[Material supplied — start]
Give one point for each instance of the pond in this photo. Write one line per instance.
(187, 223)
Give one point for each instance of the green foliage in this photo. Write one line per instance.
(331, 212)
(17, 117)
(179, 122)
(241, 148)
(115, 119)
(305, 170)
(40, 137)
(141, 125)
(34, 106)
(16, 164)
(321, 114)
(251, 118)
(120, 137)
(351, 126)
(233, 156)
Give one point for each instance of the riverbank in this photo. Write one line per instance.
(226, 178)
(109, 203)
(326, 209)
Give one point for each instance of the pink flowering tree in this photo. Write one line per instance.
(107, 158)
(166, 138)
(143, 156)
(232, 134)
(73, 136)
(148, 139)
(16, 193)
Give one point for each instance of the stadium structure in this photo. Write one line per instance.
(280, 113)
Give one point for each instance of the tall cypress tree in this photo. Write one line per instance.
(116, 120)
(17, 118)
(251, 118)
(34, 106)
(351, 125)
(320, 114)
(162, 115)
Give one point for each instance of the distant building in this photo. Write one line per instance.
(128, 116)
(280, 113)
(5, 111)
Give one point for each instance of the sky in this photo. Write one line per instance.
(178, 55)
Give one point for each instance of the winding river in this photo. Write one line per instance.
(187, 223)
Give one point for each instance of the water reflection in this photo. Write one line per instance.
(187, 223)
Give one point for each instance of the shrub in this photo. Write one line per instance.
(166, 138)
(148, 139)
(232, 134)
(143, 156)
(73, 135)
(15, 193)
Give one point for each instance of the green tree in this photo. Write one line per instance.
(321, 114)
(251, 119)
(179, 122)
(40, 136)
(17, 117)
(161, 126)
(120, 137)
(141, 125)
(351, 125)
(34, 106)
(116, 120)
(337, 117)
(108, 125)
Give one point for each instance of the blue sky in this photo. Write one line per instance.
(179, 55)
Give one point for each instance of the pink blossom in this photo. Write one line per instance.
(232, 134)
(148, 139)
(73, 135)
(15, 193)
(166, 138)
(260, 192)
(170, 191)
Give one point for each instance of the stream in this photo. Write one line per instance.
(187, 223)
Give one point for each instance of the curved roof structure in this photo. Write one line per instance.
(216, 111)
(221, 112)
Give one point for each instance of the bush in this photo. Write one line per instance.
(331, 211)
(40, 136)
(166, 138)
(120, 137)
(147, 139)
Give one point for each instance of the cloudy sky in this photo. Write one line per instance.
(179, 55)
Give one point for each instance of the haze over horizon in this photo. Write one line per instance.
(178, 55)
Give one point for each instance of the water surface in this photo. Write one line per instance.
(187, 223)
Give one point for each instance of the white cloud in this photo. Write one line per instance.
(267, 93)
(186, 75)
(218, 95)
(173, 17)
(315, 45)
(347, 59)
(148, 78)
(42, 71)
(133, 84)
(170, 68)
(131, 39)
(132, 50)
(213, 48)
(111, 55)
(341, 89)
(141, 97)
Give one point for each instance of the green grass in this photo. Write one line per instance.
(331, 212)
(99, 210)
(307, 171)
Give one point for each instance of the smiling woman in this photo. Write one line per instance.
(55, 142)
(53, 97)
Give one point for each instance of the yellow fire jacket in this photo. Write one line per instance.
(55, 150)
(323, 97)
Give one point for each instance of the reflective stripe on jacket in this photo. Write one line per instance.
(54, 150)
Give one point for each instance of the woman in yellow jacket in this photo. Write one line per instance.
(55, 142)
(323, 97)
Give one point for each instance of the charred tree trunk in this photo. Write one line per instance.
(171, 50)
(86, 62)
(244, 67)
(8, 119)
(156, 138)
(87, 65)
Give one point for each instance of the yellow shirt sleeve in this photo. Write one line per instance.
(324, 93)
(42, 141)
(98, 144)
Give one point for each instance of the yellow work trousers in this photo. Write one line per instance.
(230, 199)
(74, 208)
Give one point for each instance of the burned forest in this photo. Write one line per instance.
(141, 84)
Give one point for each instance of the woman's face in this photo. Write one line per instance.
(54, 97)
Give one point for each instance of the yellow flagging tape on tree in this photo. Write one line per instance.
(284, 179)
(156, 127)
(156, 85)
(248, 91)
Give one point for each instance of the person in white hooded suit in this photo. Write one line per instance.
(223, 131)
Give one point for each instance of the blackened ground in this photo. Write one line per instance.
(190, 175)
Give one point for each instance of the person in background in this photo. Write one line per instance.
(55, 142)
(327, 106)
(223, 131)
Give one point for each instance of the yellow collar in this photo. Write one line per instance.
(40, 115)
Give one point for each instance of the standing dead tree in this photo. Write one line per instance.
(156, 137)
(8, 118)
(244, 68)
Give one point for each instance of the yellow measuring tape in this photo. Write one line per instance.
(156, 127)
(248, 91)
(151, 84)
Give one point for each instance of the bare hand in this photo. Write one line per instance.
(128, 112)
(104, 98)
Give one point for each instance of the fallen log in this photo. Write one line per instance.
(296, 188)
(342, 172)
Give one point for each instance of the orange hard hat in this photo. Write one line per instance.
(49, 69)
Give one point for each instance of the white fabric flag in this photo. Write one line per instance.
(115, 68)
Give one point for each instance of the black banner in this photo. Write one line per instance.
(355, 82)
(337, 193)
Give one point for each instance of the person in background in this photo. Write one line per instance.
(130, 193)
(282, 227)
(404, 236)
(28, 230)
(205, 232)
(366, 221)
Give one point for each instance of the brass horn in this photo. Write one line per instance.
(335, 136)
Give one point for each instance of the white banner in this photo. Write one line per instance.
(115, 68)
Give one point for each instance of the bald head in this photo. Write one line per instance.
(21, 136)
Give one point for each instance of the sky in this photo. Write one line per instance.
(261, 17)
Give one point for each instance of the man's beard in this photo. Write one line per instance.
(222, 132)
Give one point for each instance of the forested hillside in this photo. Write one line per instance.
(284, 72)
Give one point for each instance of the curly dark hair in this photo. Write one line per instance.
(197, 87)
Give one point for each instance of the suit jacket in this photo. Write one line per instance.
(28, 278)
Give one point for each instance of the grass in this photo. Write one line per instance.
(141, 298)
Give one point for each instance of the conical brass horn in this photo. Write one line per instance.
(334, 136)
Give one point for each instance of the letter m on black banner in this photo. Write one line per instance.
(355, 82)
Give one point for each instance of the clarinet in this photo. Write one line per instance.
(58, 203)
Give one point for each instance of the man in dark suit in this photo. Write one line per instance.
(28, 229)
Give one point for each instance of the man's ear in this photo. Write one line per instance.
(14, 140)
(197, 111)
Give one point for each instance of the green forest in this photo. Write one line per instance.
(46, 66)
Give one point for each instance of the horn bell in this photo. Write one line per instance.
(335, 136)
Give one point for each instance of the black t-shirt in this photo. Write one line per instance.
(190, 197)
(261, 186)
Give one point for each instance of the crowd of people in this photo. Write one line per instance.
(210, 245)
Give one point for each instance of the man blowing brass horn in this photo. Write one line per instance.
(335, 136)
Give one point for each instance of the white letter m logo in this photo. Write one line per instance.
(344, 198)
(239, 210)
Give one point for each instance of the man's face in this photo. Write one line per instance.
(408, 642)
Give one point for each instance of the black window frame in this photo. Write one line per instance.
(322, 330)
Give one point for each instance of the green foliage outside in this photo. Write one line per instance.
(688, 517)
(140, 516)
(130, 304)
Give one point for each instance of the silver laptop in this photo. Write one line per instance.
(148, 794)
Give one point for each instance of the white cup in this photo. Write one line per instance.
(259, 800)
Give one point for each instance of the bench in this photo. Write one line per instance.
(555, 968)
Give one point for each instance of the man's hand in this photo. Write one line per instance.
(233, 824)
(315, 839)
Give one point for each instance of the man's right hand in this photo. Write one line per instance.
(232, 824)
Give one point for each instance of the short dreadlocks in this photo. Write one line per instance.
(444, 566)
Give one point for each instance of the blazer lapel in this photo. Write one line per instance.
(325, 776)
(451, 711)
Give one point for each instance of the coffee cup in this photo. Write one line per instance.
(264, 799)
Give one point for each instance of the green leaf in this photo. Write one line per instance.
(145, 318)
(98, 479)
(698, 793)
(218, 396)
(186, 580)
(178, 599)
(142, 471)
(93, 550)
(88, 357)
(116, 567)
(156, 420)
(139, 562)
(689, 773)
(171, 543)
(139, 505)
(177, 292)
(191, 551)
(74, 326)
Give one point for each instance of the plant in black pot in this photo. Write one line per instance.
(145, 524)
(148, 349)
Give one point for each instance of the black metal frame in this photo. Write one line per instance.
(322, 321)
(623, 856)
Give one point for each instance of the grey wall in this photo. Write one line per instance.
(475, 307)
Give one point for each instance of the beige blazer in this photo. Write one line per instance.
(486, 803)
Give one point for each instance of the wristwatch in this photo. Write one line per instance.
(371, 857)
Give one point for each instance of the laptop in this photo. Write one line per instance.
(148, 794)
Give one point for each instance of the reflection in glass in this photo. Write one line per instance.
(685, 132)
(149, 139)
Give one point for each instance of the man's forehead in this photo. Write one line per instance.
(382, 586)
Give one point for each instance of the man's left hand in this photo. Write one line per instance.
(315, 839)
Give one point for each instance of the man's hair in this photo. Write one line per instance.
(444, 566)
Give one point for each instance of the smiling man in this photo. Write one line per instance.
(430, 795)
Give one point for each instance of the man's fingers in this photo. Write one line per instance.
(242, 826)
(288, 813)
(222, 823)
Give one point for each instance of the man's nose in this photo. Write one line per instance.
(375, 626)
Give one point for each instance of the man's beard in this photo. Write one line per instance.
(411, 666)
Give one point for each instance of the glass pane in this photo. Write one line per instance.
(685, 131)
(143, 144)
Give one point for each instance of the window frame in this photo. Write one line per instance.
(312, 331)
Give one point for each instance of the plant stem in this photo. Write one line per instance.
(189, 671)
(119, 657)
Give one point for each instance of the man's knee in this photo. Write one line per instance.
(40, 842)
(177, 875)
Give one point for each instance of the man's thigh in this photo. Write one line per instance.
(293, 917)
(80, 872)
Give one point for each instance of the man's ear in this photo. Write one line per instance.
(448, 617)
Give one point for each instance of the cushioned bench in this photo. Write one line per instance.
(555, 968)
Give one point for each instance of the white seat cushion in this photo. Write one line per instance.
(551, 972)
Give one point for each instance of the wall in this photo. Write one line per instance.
[Material supplied — finish]
> _What is being asked_: Only this range is to be output: the line that contains "Give one point for each instance of the man's knee" through the last line of the records above, both inclusive.

> _Output for this exercise_:
Give one point for each instance of the man's knee in this photo. Write one line per instance.
(40, 842)
(177, 875)
Give one point for each instance of the man's thigh in this photo. Write one line per instance.
(293, 917)
(80, 872)
Give one point for each instance of the man's ear in this photo. Write one line per instance.
(448, 617)
Give one point for each instance of the cushioned bench in this photo. Write one line per instance.
(555, 968)
Give one point for each instance of the white seat cushion in this photo. Write one line per instance.
(551, 972)
Give one point for each instance of the wall in this photo. Write one line per instance.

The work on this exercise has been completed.